▶ [TASK DESCRIPTION]:
From the entries below, copy every line that has the word "bathtub".

==============================

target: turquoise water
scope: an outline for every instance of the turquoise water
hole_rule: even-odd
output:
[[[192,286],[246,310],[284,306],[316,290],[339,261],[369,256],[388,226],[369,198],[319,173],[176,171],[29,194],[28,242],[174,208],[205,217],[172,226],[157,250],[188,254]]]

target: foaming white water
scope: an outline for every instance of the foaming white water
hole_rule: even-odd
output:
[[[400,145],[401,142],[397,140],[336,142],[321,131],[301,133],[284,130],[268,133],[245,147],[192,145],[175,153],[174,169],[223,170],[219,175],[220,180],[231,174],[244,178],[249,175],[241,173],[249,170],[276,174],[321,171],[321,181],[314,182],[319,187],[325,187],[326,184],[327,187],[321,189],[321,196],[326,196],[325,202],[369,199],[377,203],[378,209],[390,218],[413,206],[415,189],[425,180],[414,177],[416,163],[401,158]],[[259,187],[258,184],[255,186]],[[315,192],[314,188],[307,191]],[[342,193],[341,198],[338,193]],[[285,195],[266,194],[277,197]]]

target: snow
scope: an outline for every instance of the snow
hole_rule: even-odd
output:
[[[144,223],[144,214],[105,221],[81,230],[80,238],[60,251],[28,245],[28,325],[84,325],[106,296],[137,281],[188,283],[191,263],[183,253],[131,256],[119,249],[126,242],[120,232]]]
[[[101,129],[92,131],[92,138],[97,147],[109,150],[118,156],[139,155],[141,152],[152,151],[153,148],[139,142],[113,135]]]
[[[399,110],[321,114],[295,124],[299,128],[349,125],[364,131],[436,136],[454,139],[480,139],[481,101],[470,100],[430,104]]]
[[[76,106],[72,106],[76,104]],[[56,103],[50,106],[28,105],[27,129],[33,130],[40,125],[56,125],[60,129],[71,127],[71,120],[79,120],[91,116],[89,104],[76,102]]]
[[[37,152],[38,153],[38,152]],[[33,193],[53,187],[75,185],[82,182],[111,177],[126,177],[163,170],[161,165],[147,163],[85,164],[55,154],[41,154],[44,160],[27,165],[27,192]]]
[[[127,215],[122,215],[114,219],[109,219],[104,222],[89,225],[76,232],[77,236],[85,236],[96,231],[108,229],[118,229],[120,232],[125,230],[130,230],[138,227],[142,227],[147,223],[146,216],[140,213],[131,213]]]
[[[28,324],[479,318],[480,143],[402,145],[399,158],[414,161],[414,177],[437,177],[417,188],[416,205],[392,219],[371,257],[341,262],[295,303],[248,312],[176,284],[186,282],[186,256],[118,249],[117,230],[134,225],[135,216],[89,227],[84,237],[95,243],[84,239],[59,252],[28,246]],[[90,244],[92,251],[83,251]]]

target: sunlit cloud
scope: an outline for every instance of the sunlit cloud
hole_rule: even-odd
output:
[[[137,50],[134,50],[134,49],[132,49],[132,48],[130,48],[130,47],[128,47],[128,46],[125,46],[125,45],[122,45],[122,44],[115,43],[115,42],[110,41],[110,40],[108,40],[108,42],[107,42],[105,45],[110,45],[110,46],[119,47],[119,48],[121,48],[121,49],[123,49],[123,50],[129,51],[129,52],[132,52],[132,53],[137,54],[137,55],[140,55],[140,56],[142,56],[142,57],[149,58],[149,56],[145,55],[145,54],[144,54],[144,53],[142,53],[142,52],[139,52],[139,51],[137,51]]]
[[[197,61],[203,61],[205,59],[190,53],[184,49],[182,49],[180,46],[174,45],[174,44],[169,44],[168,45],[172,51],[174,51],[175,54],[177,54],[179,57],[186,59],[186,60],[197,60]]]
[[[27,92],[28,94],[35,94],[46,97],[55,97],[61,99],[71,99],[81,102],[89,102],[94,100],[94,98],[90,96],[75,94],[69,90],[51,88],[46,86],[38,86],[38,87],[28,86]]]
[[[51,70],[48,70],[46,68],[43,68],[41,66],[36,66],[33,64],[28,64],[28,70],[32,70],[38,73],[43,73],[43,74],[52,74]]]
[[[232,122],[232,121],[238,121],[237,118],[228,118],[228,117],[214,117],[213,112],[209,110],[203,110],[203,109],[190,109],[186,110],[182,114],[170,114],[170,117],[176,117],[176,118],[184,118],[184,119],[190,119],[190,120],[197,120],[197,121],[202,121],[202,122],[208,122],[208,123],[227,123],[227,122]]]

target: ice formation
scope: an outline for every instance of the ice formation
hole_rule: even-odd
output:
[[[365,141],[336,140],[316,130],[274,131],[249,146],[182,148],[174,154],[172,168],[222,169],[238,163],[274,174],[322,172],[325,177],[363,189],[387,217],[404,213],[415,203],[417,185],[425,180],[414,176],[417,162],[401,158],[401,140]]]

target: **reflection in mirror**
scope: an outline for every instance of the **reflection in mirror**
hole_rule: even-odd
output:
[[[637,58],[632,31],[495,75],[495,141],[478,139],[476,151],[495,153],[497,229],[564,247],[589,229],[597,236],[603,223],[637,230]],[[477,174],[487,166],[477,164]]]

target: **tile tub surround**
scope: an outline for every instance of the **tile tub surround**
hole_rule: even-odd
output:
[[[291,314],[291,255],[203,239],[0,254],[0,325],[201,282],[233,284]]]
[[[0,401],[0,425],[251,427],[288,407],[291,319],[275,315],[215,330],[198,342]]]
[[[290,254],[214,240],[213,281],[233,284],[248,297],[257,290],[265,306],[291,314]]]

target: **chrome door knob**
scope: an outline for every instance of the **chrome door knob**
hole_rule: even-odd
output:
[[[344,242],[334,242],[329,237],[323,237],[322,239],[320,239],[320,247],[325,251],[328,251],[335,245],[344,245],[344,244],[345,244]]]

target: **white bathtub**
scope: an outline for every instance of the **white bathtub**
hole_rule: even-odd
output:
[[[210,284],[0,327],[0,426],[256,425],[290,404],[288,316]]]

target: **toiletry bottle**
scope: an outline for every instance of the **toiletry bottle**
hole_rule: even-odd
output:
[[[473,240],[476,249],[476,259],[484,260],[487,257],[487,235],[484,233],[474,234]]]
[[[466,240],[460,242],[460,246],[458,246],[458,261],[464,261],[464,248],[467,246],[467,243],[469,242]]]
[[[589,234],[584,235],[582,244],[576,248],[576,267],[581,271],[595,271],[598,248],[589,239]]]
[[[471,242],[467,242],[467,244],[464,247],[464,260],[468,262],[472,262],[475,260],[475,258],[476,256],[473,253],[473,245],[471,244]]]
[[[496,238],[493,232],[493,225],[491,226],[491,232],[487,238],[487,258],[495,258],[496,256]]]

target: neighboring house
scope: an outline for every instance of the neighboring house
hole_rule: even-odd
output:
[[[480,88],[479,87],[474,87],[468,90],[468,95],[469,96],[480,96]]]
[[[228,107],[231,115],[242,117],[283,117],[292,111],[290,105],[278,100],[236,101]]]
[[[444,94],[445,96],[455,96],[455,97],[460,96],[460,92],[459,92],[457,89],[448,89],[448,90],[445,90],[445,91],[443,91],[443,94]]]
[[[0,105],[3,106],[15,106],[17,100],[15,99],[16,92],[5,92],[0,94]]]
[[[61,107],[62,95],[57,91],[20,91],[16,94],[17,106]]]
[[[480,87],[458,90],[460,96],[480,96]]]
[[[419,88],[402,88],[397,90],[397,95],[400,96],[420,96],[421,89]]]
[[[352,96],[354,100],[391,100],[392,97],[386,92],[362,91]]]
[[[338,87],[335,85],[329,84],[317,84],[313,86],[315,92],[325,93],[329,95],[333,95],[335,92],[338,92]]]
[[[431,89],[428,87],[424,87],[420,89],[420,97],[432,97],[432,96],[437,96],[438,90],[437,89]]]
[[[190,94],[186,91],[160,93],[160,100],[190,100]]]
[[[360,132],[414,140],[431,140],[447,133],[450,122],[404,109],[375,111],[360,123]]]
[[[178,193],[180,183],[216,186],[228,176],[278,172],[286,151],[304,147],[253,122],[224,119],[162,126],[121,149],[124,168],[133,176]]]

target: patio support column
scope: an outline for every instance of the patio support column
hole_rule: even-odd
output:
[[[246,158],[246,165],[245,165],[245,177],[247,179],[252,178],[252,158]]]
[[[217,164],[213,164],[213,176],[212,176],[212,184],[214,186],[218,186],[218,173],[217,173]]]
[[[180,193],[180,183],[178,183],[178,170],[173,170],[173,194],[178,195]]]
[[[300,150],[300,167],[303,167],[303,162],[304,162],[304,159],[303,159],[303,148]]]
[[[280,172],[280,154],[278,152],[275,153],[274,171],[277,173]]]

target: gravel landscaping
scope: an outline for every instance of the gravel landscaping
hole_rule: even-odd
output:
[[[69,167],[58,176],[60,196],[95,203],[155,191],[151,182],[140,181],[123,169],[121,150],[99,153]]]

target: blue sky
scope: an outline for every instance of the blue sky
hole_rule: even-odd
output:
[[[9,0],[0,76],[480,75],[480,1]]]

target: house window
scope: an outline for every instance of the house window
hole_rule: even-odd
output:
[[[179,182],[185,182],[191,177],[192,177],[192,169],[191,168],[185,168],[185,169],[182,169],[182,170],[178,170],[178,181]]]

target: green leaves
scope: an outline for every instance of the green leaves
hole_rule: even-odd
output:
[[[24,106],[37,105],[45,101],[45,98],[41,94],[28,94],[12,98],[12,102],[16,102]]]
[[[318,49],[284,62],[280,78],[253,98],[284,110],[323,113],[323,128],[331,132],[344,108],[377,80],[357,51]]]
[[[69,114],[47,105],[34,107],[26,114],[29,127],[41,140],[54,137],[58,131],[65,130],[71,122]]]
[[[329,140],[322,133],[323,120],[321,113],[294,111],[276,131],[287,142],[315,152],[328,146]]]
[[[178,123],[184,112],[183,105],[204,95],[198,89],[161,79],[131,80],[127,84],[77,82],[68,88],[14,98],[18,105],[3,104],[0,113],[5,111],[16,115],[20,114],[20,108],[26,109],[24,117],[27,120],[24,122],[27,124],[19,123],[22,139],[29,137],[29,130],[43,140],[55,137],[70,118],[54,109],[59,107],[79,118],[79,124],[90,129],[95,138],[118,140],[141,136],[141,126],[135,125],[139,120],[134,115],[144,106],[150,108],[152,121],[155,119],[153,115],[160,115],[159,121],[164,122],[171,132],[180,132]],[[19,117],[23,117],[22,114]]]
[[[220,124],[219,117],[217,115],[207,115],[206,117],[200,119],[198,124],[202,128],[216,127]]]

==============================

▶ [TASK RESPONSE]:
target: **white bathtub**
scope: an outline for every instance of the **white bathtub**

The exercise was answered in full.